■ Exercise inputs
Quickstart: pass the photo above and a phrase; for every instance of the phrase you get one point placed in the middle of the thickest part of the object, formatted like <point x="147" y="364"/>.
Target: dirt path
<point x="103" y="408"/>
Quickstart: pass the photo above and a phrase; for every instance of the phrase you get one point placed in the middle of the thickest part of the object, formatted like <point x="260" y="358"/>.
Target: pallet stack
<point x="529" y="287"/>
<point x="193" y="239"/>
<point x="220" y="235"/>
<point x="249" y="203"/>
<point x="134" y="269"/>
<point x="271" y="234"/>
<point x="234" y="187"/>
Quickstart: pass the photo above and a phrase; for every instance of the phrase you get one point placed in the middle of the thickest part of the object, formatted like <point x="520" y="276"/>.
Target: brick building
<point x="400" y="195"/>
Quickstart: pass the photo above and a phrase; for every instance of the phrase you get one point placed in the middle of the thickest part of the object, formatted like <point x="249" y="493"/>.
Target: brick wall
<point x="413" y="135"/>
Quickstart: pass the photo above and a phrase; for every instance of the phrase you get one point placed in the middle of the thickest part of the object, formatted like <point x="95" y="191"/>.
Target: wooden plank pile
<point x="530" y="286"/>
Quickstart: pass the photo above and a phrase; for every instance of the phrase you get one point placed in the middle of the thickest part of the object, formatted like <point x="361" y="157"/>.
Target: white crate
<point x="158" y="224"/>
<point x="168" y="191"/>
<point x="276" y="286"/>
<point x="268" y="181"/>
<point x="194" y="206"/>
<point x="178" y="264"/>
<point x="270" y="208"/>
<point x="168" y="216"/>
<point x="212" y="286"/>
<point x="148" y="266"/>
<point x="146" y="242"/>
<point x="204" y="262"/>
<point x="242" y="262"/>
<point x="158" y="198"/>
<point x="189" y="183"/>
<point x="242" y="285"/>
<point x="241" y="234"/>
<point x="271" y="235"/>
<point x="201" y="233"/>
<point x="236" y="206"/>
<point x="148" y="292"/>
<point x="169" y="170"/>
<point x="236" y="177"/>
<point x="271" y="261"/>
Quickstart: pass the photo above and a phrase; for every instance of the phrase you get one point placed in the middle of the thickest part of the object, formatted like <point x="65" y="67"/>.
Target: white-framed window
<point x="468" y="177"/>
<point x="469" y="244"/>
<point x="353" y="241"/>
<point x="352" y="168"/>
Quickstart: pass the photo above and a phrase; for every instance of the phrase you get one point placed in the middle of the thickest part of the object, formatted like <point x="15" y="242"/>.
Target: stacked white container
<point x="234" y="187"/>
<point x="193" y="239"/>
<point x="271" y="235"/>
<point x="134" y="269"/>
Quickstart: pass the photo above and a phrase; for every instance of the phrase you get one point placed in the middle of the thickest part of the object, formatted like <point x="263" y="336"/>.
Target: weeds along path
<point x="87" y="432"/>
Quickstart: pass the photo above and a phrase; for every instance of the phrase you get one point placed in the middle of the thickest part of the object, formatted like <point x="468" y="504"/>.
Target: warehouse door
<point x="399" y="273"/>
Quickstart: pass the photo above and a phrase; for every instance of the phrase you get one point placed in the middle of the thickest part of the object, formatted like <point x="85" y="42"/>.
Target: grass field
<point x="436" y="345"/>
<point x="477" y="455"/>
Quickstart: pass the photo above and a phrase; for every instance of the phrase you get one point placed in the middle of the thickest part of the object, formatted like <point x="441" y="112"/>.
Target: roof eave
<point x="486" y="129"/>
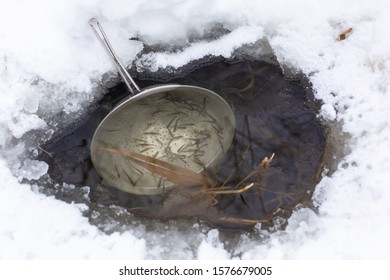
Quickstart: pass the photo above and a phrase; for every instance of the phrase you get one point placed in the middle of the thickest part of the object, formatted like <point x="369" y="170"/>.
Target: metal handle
<point x="98" y="30"/>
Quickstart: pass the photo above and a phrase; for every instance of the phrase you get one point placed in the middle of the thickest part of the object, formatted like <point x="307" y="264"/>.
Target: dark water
<point x="273" y="115"/>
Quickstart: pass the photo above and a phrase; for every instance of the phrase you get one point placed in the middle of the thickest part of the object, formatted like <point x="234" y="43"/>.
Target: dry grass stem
<point x="242" y="221"/>
<point x="345" y="34"/>
<point x="168" y="171"/>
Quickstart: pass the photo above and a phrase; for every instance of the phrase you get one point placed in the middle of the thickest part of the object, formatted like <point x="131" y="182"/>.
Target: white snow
<point x="51" y="63"/>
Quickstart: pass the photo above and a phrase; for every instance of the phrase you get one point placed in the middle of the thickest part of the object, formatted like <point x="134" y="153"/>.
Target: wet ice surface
<point x="52" y="69"/>
<point x="273" y="114"/>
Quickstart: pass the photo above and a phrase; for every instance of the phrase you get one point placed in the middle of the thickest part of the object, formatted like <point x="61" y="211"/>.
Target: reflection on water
<point x="272" y="117"/>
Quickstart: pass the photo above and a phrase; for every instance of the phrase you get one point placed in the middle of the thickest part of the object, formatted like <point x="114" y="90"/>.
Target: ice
<point x="52" y="69"/>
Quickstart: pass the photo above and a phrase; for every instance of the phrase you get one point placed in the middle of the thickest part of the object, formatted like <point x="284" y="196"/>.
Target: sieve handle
<point x="98" y="30"/>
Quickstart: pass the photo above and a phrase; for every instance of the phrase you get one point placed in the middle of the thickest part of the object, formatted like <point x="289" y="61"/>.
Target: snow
<point x="52" y="68"/>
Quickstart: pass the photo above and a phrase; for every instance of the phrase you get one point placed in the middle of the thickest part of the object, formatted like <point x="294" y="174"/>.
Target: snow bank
<point x="52" y="68"/>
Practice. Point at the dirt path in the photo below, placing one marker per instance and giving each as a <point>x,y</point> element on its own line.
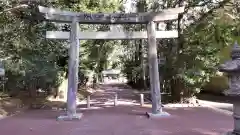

■ Work to be completed
Copy the data precisely. Skip every picture.

■ Exercise solution
Quickstart: pass the photo above and a phrase; for every instance of the phrase you get one point placed in the middle of the thickest part of the object, formatted like <point x="147" y="364"/>.
Target: dirt path
<point x="103" y="408"/>
Quickstart: pass the photo above and a phrase; for every instance of the phrase you get one point placed in the middle of the thickest part of the object, formatted like <point x="260" y="358"/>.
Target: pallet stack
<point x="529" y="287"/>
<point x="193" y="239"/>
<point x="220" y="235"/>
<point x="249" y="203"/>
<point x="134" y="269"/>
<point x="271" y="234"/>
<point x="234" y="187"/>
Quickstart: pass the photo above and a phrase; for every instance of the phrase you get one point placed in the middle of the thickest part of the object, formatted like <point x="520" y="276"/>.
Target: brick building
<point x="400" y="195"/>
Quickstart: pass the photo above and a phrase; for every instance of the phrase you get one point placed in the middle of the thickest part of the object, formatted like <point x="249" y="493"/>.
Target: brick wall
<point x="413" y="135"/>
Quickstart: pass the photo above and a phrase; for every instance of the phrase you get one point placed in the middle of the thickest part of the object, formatted like <point x="95" y="191"/>.
Target: wooden plank pile
<point x="530" y="286"/>
Quickstart: pass the photo above and a phrase; for every instance of the phrase you get one point placed in the middle of the thickest part of the object, formatted like <point x="361" y="157"/>.
Target: white crate
<point x="158" y="224"/>
<point x="168" y="191"/>
<point x="276" y="286"/>
<point x="268" y="181"/>
<point x="194" y="206"/>
<point x="178" y="264"/>
<point x="270" y="208"/>
<point x="168" y="216"/>
<point x="212" y="286"/>
<point x="148" y="266"/>
<point x="146" y="242"/>
<point x="204" y="262"/>
<point x="242" y="262"/>
<point x="158" y="198"/>
<point x="189" y="183"/>
<point x="242" y="285"/>
<point x="241" y="234"/>
<point x="271" y="235"/>
<point x="201" y="233"/>
<point x="236" y="206"/>
<point x="148" y="292"/>
<point x="169" y="170"/>
<point x="236" y="177"/>
<point x="271" y="261"/>
Quickstart: pass the photo above and a phrase; for every instance of the phrase you get one point placed in the middle of the thickest part of the object, formatted like <point x="65" y="67"/>.
Target: white-framed window
<point x="468" y="177"/>
<point x="469" y="244"/>
<point x="353" y="241"/>
<point x="352" y="168"/>
Quickstart: pass the photo above and a phrase; for every instance of the phrase you get one point placed in the middle of the thickest part of the object, formatted like <point x="15" y="242"/>.
Target: stacked white container
<point x="234" y="187"/>
<point x="193" y="239"/>
<point x="271" y="235"/>
<point x="134" y="269"/>
Quickstart: pass the photo above and a phrase; for every instance of the phrase you get one point placed in the middle of the thickest part of the object, formatted like <point x="263" y="336"/>.
Target: weeds along path
<point x="87" y="432"/>
Quickstart: pass the photo above and a phrase; for every instance of the phrase you get one point placed in the middle of the thickest part of the object, formatted like <point x="468" y="504"/>.
Target: warehouse door
<point x="399" y="273"/>
Quickstart: pass the photo above and a phrase; for every instance of the phrase you get one point placed in the middle of the thickest part of the object, formatted like <point x="85" y="42"/>.
Target: grass field
<point x="436" y="345"/>
<point x="477" y="455"/>
Quickstart: pass the photo above and a phrase; for every instance of the phrase you get one point placed in the middle of the thickest part of the object, formatted like <point x="441" y="112"/>.
Target: roof eave
<point x="486" y="129"/>
Quickstart: pass the photo above and a phrase; for every instance of the phrase you get one point placed in the middle of the thickest part of the object, formatted like <point x="369" y="170"/>.
Target: metal handle
<point x="98" y="30"/>
Quickstart: pass the photo above and a phrase; for every instance of the phrase you get one point placed in the middle of the thickest part of the object, formatted like <point x="307" y="264"/>.
Target: dark water
<point x="273" y="115"/>
Quickstart: pass the photo above and a phrase; for every instance of the phrase you get one point placed in the middle of the thickest part of the object, formatted like <point x="234" y="43"/>.
Target: dry grass stem
<point x="242" y="221"/>
<point x="345" y="34"/>
<point x="168" y="171"/>
Quickstart: pass the photo above and a phrase; for every instance of the phrase you get one point placed in the middle of the thickest part of the object, formatted like <point x="131" y="182"/>.
Target: white snow
<point x="51" y="63"/>
Quickstart: pass the photo above and a phrase; for every instance of the phrase you get one point placed in the middle of the thickest part of the object, formatted like <point x="134" y="153"/>.
Target: wet ice surface
<point x="52" y="69"/>
<point x="273" y="114"/>
Quickstart: pass the photo above and a phrase; for every instance of the phrase you get one point placed in the middle of the thickest part of the object, formatted like <point x="61" y="211"/>.
Target: reflection on water
<point x="272" y="117"/>
Quickstart: pass the photo above and a phrase; for every instance of the phrase you get one point placed in the middle of the thickest part of the object, formatted like <point x="114" y="90"/>.
Target: ice
<point x="52" y="69"/>
Quickstart: pass the photo above and a phrase; for every instance of the phrase you get one point placed in the middle of the thickest part of the object, formatted like <point x="284" y="196"/>.
Target: sieve handle
<point x="98" y="30"/>
Quickstart: pass the photo above and a phrase; for every instance of the phrase you get one point placed in the middle of the thickest part of the object, formatted like <point x="289" y="61"/>.
Target: snow
<point x="52" y="68"/>
Quickstart: pass the photo above and a phrase; for every instance of the phrase you get one point placed in the middle of the thickest part of the object, formatted like <point x="294" y="174"/>.
Target: snow bank
<point x="52" y="68"/>
Practice. Point at the dirt path in the photo below, placing one marker per instance and giving each as a <point>x,y</point> element on its own line.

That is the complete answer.